## Requirement:
Please pull out every line in the material below that contains the word "right", copying each one in full.

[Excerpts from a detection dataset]
>>>>

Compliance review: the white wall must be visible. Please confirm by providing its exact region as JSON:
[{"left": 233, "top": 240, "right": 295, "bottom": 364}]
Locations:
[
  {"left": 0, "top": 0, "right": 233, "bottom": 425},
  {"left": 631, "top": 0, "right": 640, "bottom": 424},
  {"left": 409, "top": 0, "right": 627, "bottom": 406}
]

<<<<

## Correct result:
[{"left": 233, "top": 240, "right": 295, "bottom": 364}]
  {"left": 0, "top": 0, "right": 233, "bottom": 425},
  {"left": 631, "top": 0, "right": 640, "bottom": 424},
  {"left": 409, "top": 0, "right": 627, "bottom": 406}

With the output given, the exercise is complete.